━━ PROVIDED MATERIAL

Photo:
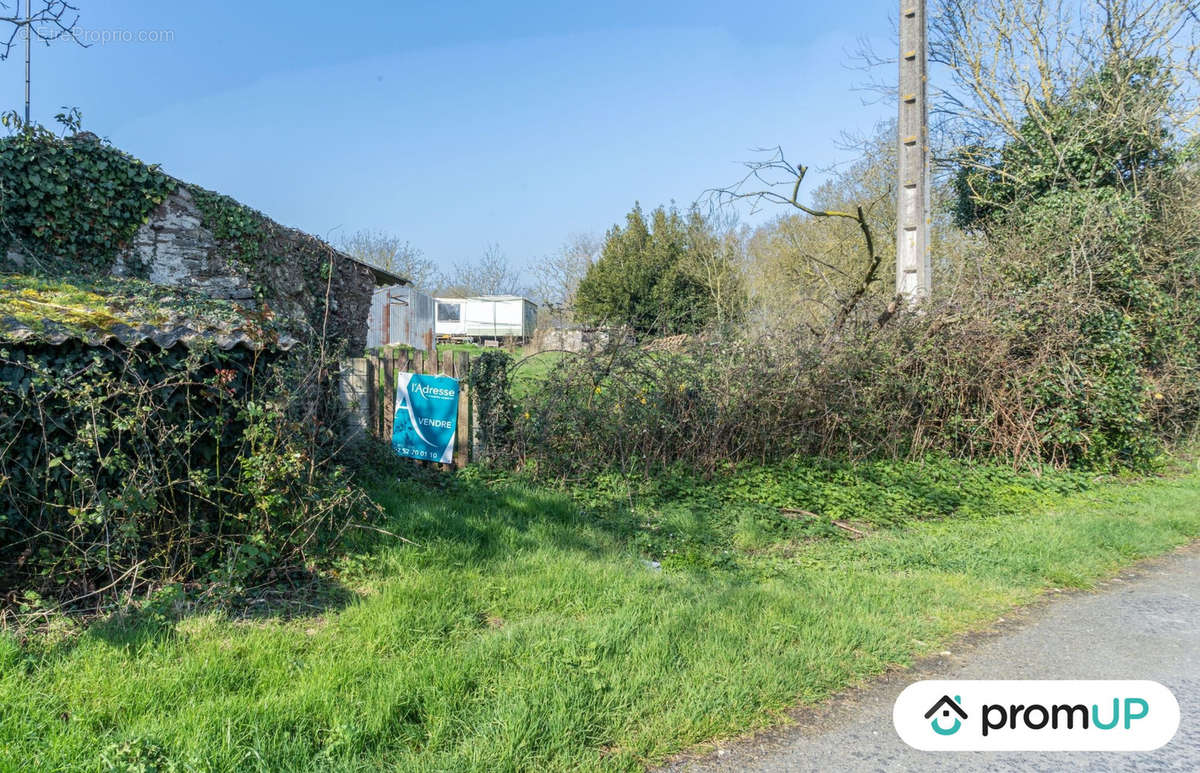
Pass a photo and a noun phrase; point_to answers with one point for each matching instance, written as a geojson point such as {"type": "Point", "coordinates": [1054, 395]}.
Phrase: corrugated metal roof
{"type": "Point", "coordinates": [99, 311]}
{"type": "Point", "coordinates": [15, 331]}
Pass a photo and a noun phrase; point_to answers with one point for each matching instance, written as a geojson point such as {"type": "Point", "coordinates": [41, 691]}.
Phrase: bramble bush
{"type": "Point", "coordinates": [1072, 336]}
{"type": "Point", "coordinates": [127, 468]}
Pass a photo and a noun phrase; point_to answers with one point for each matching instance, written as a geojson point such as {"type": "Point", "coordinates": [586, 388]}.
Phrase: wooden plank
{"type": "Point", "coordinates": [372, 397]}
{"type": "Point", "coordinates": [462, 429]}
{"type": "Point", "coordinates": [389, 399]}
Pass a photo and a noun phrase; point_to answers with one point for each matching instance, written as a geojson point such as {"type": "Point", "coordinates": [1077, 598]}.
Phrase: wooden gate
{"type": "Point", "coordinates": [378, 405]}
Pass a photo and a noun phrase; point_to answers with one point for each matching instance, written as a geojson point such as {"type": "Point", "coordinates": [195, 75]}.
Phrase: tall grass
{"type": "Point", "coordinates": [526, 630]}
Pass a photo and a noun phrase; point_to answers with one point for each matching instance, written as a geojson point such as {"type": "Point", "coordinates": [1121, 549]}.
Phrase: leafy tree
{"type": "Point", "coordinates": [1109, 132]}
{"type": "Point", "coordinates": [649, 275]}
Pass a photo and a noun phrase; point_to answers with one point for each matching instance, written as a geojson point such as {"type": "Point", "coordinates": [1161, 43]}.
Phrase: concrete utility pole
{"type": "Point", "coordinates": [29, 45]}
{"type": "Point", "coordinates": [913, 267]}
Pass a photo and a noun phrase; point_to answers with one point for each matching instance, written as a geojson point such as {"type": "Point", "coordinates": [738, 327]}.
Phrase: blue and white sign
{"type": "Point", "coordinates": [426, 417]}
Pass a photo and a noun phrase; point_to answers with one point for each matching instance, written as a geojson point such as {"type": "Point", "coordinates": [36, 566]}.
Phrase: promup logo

━━━━

EXERCISE PROMPT:
Each entry above is to be written out again unchanged, apart from the pictures, which are left out.

ANSWER BOX:
Photo:
Pass a photo and a noun phrase; point_to answers with one point for each matching instance, written as a geojson point such as {"type": "Point", "coordinates": [1054, 395]}.
Phrase: corrugated metal roof
{"type": "Point", "coordinates": [99, 311]}
{"type": "Point", "coordinates": [15, 331]}
Pass a photo and a noun phrase; point_to answers with one point for each matching instance, written as a geojson point such as {"type": "Point", "coordinates": [41, 691]}.
Phrase: bramble bush
{"type": "Point", "coordinates": [1072, 336]}
{"type": "Point", "coordinates": [127, 468]}
Pass a photo and a noun phrase; point_to answers with one point for each matching instance, written as a geojson point such as {"type": "Point", "coordinates": [586, 388]}.
Phrase: wooden plank
{"type": "Point", "coordinates": [372, 397]}
{"type": "Point", "coordinates": [462, 429]}
{"type": "Point", "coordinates": [389, 399]}
Pass a photo and a noun phrase; point_to answers with one point for each matching instance, written as a geojson point such as {"type": "Point", "coordinates": [1077, 598]}.
Phrase: wooden gate
{"type": "Point", "coordinates": [378, 405]}
Pass a photo and a noun phrase; point_to answers with one point for each matching instance, written as a geojson point such as {"type": "Point", "coordinates": [195, 75]}.
Phrase: tall grass
{"type": "Point", "coordinates": [526, 630]}
Pass a photo and a noun phrase; point_to answers with one point for each matching instance, written as a geojson point such as {"type": "Point", "coordinates": [1121, 549]}.
Phrase: leafy tree
{"type": "Point", "coordinates": [1109, 132]}
{"type": "Point", "coordinates": [649, 275]}
Pass a photo and a noun phrase; point_to answers with one point for each matching instance, written as a geojson point such as {"type": "Point", "coordinates": [1161, 43]}.
Phrase: concrete utility pole
{"type": "Point", "coordinates": [29, 45]}
{"type": "Point", "coordinates": [913, 267]}
Pass a photo and a noun phrase; point_to answers with one point for each matching instance, written as a geojson point such as {"type": "Point", "coordinates": [738, 327]}.
Phrase: blue and white sign
{"type": "Point", "coordinates": [426, 417]}
Pass a photo and a noun phrase; point_to answers with one point for each matching instance, written as a geojson point such as {"type": "Point", "coordinates": [36, 566]}.
Phrase: promup logo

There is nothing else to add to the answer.